[Natural-language object grounding data]
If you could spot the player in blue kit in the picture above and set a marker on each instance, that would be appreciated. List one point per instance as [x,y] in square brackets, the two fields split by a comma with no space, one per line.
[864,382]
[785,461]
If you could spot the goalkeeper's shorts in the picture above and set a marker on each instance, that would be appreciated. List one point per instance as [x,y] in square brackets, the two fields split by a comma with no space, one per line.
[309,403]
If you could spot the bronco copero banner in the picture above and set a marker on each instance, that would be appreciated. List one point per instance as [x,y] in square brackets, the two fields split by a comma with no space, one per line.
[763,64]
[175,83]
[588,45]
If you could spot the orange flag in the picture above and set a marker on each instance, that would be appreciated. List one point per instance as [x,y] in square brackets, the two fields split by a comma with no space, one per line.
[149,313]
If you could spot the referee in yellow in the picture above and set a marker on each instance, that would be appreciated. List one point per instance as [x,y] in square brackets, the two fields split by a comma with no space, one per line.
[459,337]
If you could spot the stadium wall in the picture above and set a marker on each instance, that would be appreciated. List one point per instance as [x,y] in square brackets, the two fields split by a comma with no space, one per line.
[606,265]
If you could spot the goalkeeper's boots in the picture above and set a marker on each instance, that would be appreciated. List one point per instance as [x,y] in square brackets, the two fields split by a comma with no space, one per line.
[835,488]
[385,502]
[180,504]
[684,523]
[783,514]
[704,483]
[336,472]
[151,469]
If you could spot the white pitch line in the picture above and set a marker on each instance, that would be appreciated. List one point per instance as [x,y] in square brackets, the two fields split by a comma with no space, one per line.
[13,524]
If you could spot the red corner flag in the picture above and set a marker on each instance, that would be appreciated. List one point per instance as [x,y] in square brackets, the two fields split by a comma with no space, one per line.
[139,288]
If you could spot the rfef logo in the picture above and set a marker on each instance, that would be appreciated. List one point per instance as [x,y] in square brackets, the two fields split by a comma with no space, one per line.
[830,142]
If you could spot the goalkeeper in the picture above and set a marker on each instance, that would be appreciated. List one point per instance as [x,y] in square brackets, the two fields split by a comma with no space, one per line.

PROBLEM: Exactly as they appear, print the lines from the one holding "If you could spot the goalkeeper's boots" through the final line of the entries, and no others.

SOLUTION FOR THIS TASK:
If you could spot the goalkeeper's boots in the picture above and set a marker on each instance, that would be appreciated. List one point per instance as [x,y] in square brackets, the two fields split by a comma with no space, one per line.
[835,488]
[385,502]
[180,504]
[684,523]
[783,514]
[704,483]
[336,472]
[151,469]
If you could spot the white pitch line in the picture above and set a marker on each instance, that would be appreciated. List one point per instance as [x,y] in square brackets, the two fields split by a comma with no space, one per line.
[13,524]
If you could spot the red corner flag in the picture above and set a marker on each instance, that would be appreciated. List one point per instance as [x,y] in square brackets, the two fields split by a comma with no space, one per line.
[139,288]
If you could spot the rfef logo in the picture above and set a marker on each instance, that would be appreciated. List one point per instance as [x,y] in square brackets, the two fields split by a comma with no space, one per line.
[830,142]
If you could spot the goalkeeper in the picture above and set a marker on each instance, that would be appreciated. List one point per instance as [x,y] in square brackets, the two fields split by a comma with no space, one per line.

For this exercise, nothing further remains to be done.